DOCUMENT PASSAGE

^^^^^^^^

This language was clarified elsewhere in the brochure using a question-and-answer format. The brochure emphasized that the arbitration agreement would not bar employees from bringing legal claims, and that both the employees and the company were bound by the policy:

Q. Do I lose any substantive rights under this program?

A. No, your substantive legal rights remain intact. All that changes is that an arbitrator, rather than a judge or jury, will resolve the disputes.

* * * * * *

Q. Is Pinkerton bound by these arbitration provisions?

A. Absolutely. Effective January 1, 1998, Pinkerton will be a binding arbitration company. This means that if Pinkerton has any claims against its employees, or ex-employees, it must also use binding arbitration under the same terms and conditions in Section II of this brochure.

The brochure stated that arbitrators would apply the same legal rules and would be authorized to award the same remedies as any court. Although the program provided that the company and the employee would split the arbitrator's fee, Pinkerton agreed to reimburse prevailing employees for their portion of the fee, or pay the entire fee if the law of the forum prohibited splitting the fee. The brochure also suggested that opting out of the program was not possible if the employee wished to remain on the job past the effective date of the policy:

Q. What if I do not want to be covered by this binding arbitration program?

A. Effective January 1, 1998, all employees, including the CEO, are covered by the program. By remaining employed at Pinkerton through the effective date, you are agreeing to be covered by the program and you waive your right to a court trial.

Near the end of the brochure, in a section captioned "Consideration," was a paragraph restating this answer in more traditional contract language, and providing that the mutual promises by Pinkerton and its employees to submit their claims to arbitration rather than litigation "provide consideration for each other. By remaining employed with Pinkerton through January 1, 1998, you are agreeing to waive your right to have a claim against the Company heard in a court of law." The brochure was not accompanied by an acknowledgment form. As was stated in the brochure, Pinkerton implemented the arbitration program in January 1998.

Tinder did not recall receiving or seeing the arbitration brochure. Pinkerton produced two affidavits stating that Tinder received the brochure, however. The first affidavit, from Director of Employee Relations Kathy Rasmussen, asserted that Pinkerton's central office distributed copies of the brochure to each of its district offices with instructions to insert it as a payroll stuffer in the envelope along with each employee's paycheck. According to Rasmussen, Pinkerton sent a memorandum to its district office managers along with the brochures emphasizing the importance of the program and the need to promptly distribute the brochures. Rasmussen went on to aver that Pinkerton's legal department later issued a second memorandum confirming that the brochure had been distributed to all district offices. In the second affidavit, Mark Cruciani, manager of Pinkerton's district office in Milwaukee, asserted that Tinder was paid through his office; that his office distributed the brochure to all of its employees along with their paychecks on the payday following the date Pinkerton instructed its district offices to circulate the brochure; and that Tinder received her salary by check, not by direct deposit into a bank account.

^^^^^^^^

EXERCISE TASK 1
Reproduce everything in the records from the line containing "the man's hand" down to the line containing "(1086, 533)", including the requests, and add -120 to every coordinate in the answers.
The arbitration passage and the records are unrelated to each other.

PROVIDED RECORDS
^^^^^^^^

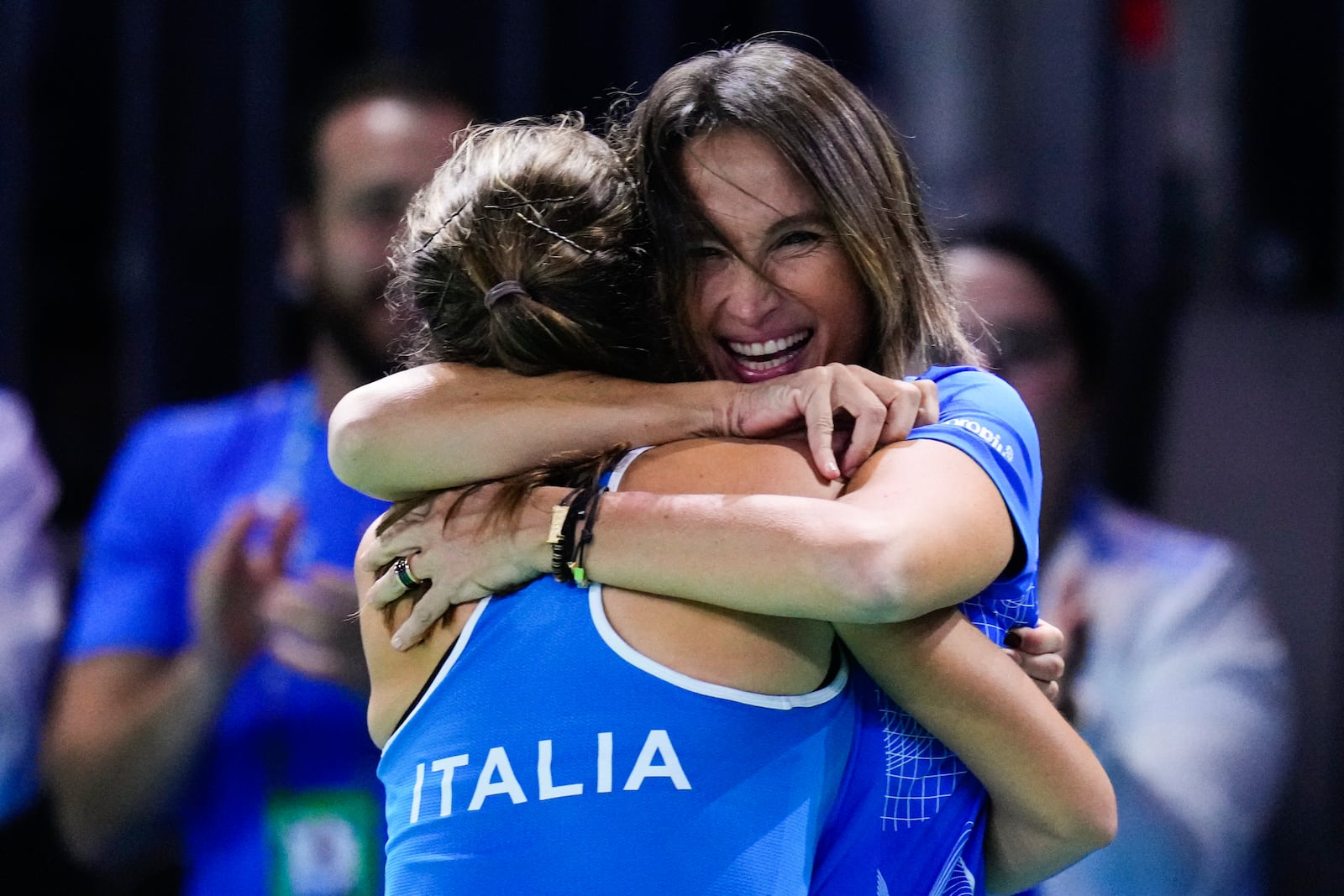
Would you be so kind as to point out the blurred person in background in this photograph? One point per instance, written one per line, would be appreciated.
(213, 684)
(1175, 673)
(33, 602)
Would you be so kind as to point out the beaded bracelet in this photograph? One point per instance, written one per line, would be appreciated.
(589, 516)
(561, 537)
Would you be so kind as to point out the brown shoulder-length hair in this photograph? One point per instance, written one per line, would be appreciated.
(550, 208)
(843, 147)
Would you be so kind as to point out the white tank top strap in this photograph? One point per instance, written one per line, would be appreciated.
(622, 465)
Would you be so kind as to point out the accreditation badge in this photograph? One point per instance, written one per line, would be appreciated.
(324, 842)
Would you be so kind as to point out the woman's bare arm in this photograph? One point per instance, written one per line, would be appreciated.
(449, 425)
(927, 530)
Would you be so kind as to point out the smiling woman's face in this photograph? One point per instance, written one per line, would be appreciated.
(810, 308)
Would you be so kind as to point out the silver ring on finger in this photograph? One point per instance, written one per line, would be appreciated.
(402, 569)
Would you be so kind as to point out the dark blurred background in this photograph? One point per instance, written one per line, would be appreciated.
(1189, 155)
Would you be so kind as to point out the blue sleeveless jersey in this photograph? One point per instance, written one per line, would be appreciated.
(911, 815)
(548, 755)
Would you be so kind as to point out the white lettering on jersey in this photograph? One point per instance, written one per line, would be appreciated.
(445, 783)
(658, 759)
(988, 436)
(496, 762)
(544, 788)
(604, 762)
(659, 743)
(420, 786)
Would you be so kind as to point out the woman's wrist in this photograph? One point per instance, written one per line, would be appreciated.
(531, 535)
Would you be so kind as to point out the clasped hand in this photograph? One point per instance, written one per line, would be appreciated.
(459, 547)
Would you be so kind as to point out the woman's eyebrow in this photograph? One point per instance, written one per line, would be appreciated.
(810, 217)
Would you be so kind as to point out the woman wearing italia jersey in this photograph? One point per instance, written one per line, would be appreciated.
(622, 747)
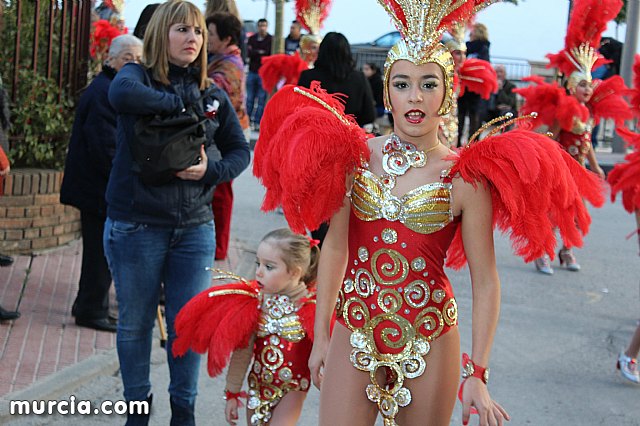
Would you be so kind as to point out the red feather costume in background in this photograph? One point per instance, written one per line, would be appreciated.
(555, 107)
(227, 318)
(281, 69)
(625, 177)
(101, 37)
(307, 151)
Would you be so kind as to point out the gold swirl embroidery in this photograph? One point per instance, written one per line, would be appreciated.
(425, 209)
(399, 268)
(272, 357)
(389, 300)
(430, 322)
(450, 312)
(364, 284)
(355, 308)
(416, 294)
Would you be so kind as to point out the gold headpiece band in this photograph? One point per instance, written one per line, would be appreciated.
(421, 42)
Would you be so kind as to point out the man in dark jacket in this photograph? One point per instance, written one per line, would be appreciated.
(87, 168)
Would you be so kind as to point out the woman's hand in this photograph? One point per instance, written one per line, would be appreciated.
(475, 394)
(317, 359)
(231, 411)
(195, 172)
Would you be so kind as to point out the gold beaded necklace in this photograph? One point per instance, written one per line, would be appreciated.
(399, 156)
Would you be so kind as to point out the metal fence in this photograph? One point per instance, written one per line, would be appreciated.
(50, 37)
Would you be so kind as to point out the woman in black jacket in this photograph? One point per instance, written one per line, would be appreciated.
(164, 233)
(335, 71)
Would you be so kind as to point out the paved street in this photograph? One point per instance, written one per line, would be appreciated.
(554, 357)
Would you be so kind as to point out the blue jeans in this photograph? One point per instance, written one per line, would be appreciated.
(141, 257)
(256, 97)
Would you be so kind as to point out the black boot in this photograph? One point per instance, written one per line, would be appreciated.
(182, 416)
(8, 315)
(6, 260)
(140, 419)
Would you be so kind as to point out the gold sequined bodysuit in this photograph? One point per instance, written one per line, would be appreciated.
(395, 297)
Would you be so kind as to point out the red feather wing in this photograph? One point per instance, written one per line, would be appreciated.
(607, 101)
(219, 320)
(535, 187)
(634, 94)
(625, 177)
(306, 149)
(479, 77)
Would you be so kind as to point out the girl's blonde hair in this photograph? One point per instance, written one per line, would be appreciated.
(156, 40)
(229, 6)
(297, 250)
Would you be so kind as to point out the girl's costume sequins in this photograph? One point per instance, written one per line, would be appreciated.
(395, 297)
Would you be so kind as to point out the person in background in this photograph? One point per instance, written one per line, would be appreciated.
(144, 19)
(5, 123)
(372, 72)
(226, 69)
(335, 71)
(258, 46)
(164, 234)
(292, 41)
(5, 315)
(87, 168)
(229, 6)
(504, 101)
(470, 104)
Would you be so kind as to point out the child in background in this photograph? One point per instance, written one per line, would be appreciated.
(270, 320)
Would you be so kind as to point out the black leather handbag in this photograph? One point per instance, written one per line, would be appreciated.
(164, 145)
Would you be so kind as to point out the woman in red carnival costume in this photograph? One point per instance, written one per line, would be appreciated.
(570, 115)
(398, 205)
(280, 69)
(269, 320)
(625, 179)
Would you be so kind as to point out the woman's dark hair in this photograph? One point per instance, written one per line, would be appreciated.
(227, 25)
(144, 19)
(334, 56)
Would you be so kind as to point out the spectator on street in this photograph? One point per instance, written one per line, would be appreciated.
(87, 168)
(226, 69)
(164, 234)
(144, 19)
(335, 71)
(5, 117)
(292, 41)
(258, 46)
(504, 100)
(470, 104)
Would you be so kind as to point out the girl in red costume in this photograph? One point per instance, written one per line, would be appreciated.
(571, 115)
(270, 320)
(625, 179)
(398, 206)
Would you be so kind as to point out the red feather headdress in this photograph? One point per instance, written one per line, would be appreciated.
(312, 13)
(588, 21)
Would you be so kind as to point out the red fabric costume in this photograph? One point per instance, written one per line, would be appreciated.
(227, 318)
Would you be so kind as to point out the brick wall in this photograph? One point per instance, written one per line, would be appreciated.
(31, 216)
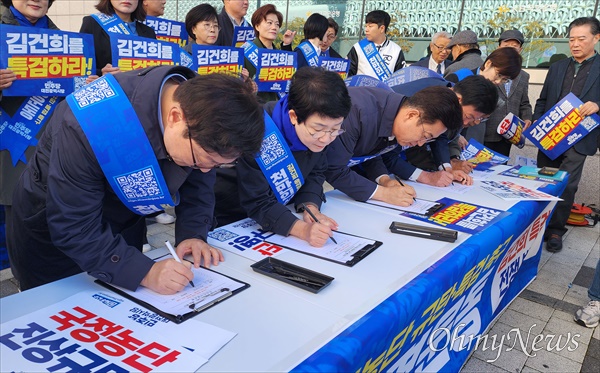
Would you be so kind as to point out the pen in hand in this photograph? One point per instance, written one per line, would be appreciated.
(402, 184)
(444, 168)
(315, 219)
(174, 254)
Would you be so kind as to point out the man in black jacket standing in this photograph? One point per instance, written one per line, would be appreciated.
(580, 75)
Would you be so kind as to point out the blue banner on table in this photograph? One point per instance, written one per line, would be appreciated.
(121, 145)
(19, 131)
(478, 154)
(278, 164)
(211, 59)
(46, 62)
(134, 52)
(435, 321)
(366, 81)
(337, 65)
(511, 128)
(168, 30)
(410, 74)
(462, 216)
(274, 70)
(241, 35)
(561, 127)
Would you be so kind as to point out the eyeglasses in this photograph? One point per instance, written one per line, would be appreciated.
(211, 26)
(321, 134)
(441, 47)
(215, 164)
(427, 136)
(474, 120)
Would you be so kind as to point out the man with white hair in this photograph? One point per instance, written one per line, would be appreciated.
(438, 59)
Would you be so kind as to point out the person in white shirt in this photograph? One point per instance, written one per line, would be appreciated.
(438, 59)
(377, 23)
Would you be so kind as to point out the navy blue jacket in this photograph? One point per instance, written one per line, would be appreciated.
(368, 128)
(68, 218)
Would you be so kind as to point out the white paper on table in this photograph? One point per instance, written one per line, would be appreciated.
(457, 188)
(96, 318)
(209, 287)
(420, 206)
(344, 251)
(508, 190)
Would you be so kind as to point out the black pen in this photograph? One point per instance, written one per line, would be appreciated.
(401, 183)
(444, 168)
(315, 219)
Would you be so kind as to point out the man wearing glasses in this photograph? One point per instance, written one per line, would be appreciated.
(438, 60)
(378, 122)
(117, 150)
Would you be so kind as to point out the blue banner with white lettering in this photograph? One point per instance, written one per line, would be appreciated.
(129, 164)
(211, 59)
(46, 62)
(278, 164)
(410, 74)
(274, 70)
(19, 131)
(241, 35)
(561, 127)
(436, 320)
(130, 52)
(337, 65)
(309, 53)
(168, 30)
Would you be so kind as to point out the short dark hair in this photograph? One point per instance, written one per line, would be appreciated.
(316, 26)
(199, 13)
(223, 114)
(581, 21)
(379, 17)
(105, 6)
(8, 3)
(437, 103)
(261, 14)
(315, 90)
(479, 92)
(507, 60)
(333, 24)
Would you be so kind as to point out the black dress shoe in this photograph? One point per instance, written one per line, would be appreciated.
(554, 243)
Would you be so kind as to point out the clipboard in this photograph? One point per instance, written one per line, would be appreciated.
(356, 257)
(178, 319)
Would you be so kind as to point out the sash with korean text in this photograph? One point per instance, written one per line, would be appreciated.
(561, 127)
(168, 30)
(358, 160)
(131, 52)
(210, 59)
(309, 53)
(19, 131)
(337, 65)
(274, 70)
(111, 24)
(375, 60)
(121, 146)
(46, 62)
(278, 163)
(241, 35)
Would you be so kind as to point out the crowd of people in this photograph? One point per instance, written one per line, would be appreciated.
(202, 136)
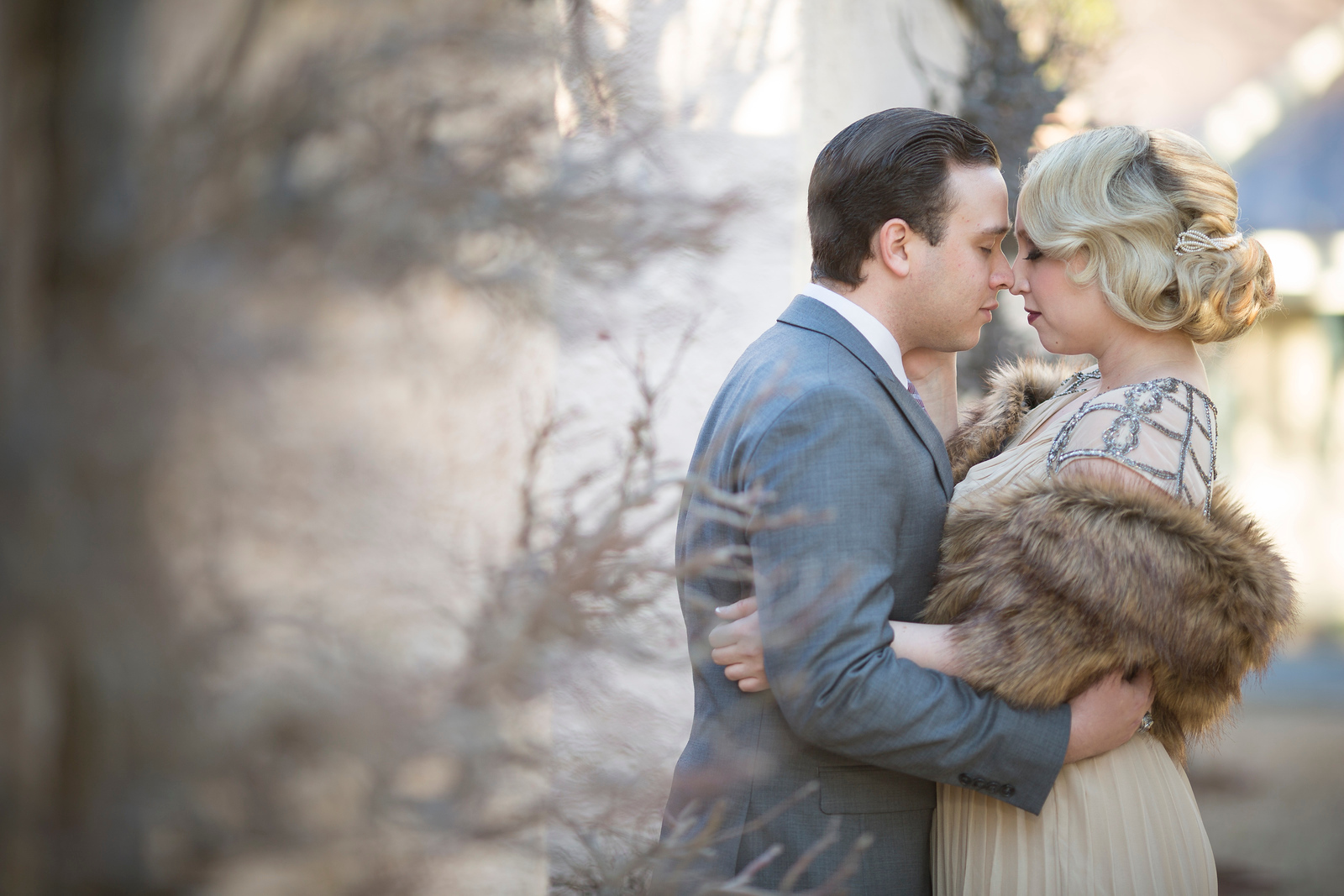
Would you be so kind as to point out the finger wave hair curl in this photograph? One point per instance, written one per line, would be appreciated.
(1124, 195)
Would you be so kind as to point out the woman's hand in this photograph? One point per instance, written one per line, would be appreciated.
(737, 645)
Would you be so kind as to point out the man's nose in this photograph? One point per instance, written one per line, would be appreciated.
(1018, 284)
(1001, 277)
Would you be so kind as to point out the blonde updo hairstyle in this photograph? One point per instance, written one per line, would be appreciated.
(1121, 196)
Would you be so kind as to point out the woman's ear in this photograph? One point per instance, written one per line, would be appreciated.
(893, 246)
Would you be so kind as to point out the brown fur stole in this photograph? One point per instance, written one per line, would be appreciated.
(1053, 584)
(1015, 389)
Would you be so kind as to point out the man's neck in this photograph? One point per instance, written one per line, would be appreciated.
(870, 298)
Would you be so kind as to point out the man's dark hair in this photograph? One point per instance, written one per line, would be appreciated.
(891, 164)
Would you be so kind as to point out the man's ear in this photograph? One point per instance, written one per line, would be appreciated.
(893, 246)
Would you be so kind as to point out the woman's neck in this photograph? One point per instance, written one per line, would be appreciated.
(1137, 355)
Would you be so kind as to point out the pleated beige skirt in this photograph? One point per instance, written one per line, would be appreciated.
(1124, 824)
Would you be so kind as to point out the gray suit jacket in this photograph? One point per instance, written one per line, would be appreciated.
(815, 418)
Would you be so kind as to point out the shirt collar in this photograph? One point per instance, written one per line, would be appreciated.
(870, 327)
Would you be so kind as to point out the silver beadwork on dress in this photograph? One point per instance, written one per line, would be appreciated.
(1137, 407)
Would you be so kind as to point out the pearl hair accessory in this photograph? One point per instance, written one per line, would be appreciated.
(1194, 241)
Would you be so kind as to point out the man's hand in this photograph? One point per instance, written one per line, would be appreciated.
(737, 645)
(1108, 715)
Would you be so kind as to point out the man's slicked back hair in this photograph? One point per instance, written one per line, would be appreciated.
(891, 164)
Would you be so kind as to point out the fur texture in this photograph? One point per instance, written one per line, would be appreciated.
(1054, 584)
(1015, 389)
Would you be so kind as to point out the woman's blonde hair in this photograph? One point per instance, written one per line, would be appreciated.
(1126, 195)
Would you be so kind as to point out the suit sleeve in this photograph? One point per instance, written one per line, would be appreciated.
(826, 597)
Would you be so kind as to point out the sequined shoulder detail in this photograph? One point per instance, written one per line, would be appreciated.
(1079, 382)
(1146, 410)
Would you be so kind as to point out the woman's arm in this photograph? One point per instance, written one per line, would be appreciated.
(737, 645)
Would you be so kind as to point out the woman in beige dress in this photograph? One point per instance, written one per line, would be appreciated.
(1086, 533)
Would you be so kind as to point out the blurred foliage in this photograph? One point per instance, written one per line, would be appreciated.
(1061, 35)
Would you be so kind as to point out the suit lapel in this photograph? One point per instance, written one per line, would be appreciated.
(810, 313)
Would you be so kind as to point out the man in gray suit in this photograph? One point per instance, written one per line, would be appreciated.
(907, 211)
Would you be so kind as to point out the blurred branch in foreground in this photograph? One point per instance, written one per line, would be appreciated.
(276, 280)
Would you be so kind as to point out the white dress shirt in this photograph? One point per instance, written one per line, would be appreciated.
(878, 336)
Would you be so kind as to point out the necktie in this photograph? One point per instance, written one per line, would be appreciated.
(916, 396)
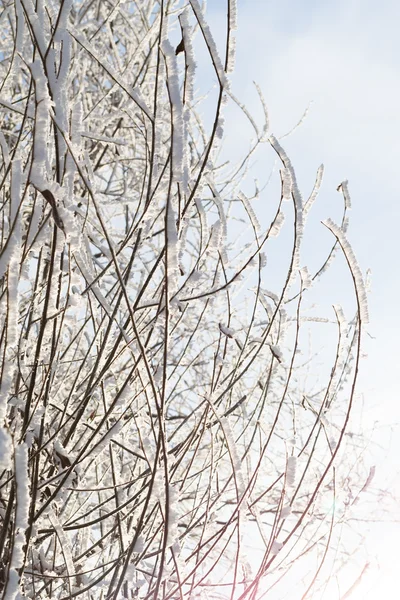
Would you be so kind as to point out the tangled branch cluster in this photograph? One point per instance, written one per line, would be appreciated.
(152, 415)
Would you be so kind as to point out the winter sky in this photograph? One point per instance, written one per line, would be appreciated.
(344, 57)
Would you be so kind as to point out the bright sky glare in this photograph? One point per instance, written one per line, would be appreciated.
(343, 56)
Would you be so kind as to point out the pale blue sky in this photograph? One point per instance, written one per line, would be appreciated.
(345, 57)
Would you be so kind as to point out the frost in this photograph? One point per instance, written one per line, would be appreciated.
(354, 268)
(277, 224)
(276, 547)
(291, 468)
(5, 449)
(344, 188)
(211, 45)
(226, 331)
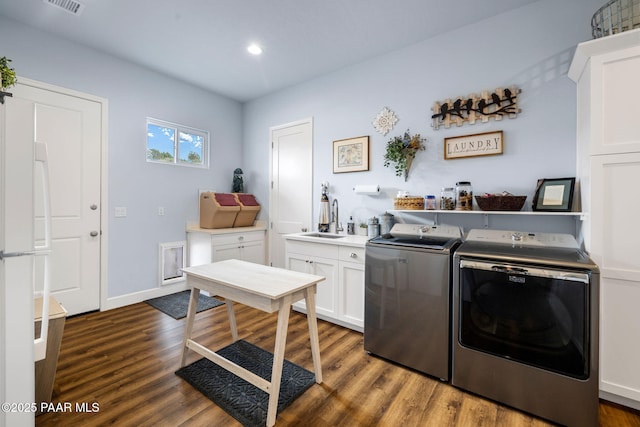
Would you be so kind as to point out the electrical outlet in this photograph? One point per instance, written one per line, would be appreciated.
(120, 211)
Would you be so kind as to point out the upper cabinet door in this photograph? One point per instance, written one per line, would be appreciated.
(607, 71)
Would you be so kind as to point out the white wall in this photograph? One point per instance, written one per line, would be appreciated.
(530, 47)
(133, 94)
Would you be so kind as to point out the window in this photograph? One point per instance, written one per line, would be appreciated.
(176, 144)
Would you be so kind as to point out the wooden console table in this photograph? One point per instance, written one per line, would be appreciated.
(262, 287)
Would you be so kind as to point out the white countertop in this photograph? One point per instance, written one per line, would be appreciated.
(353, 240)
(257, 226)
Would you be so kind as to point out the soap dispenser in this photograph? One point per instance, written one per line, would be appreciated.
(325, 215)
(351, 227)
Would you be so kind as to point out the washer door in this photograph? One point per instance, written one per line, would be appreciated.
(527, 314)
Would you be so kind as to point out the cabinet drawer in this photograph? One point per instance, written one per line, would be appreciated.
(232, 238)
(311, 249)
(351, 254)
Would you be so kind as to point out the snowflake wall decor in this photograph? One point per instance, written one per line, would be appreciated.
(385, 120)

^^^^^^^^

EXERCISE TASK 2
In the arbitration passage, who managed Pinkerton's district office in Milwaukee?

TASK ANSWER 1
Would you be so kind as to point out the man's hand in this photograph? One point per instance, written one per line, would be appreciated.
(617, 525)
(988, 595)
Would you be so kind as to point out the man's slicked back hair in this photograph? One point per instance, written one per line, would be appreciated.
(771, 44)
Would you be so kind as to point out the fur texture in this photograph? One point per instance, written one per line, would be appreciated.
(934, 464)
(895, 269)
Would you be so kind as to point out the woman's blonde hair in this photograph? One point per instance, written one per line, would be appreciated.
(1006, 75)
Would you be so kind as to point out the suit sleeve in this photograph? One point per instance, written one per line, would be appreciated.
(706, 477)
Would you be so kind as to point out the sequined shoulder detail in this photograph? One point per instance, written one per line, would be appreciated.
(959, 262)
(1026, 290)
Would you be so kind as to point out the woman's arm in this photograph? One point per instance, written one per line, would be appreciated.
(617, 525)
Would you be so kind as to point out the woman in beige dress in this photograph? One point per instance, written one per line, would be appreciated.
(966, 413)

TASK ANSWER 2
Mark Cruciani